*** Opening of Available data ***
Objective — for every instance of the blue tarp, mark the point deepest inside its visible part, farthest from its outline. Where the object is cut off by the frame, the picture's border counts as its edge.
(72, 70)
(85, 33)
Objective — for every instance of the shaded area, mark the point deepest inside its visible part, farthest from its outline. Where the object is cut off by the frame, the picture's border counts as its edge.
*** Close of Available data ***
*** Opening of Available data ***
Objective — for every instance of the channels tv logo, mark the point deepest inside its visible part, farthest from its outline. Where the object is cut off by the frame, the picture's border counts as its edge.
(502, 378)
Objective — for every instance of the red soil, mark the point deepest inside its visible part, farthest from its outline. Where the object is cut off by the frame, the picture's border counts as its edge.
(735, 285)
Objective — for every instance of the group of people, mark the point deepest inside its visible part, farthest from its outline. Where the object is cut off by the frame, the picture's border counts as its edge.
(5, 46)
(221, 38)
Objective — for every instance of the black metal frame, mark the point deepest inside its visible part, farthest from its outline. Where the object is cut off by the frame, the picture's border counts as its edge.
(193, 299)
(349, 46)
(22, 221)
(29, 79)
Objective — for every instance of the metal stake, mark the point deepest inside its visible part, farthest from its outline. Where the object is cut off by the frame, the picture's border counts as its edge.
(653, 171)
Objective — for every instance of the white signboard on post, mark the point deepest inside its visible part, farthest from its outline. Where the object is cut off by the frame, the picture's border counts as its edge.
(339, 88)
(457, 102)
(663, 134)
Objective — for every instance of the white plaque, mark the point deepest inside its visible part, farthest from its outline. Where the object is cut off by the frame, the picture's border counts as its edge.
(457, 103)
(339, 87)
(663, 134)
*** Close of Available data ***
*** Opening of Available data ***
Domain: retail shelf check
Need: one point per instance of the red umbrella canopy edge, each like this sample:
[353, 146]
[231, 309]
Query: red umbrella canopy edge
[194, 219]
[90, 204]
*** Close of Available data ***
Problem to solve: Everything above from the line with "Objective — for every instance of the blue" to the line with "Objective — for every instance of the shaded", both included, must be repeated exactly, and nothing outside that range.

Task response:
Objective — for every instance of the blue tarp, mark the point deepest inside its visible part, farthest from its outline. Where the object is cut off by the frame, the picture's border counts as its edge.
(72, 70)
(85, 33)
Objective — for every instance of the shaded area, mark the point deepest inside its visible part, farthest from its outline. Where the object is cut off by the frame, the picture's border counts as its edge.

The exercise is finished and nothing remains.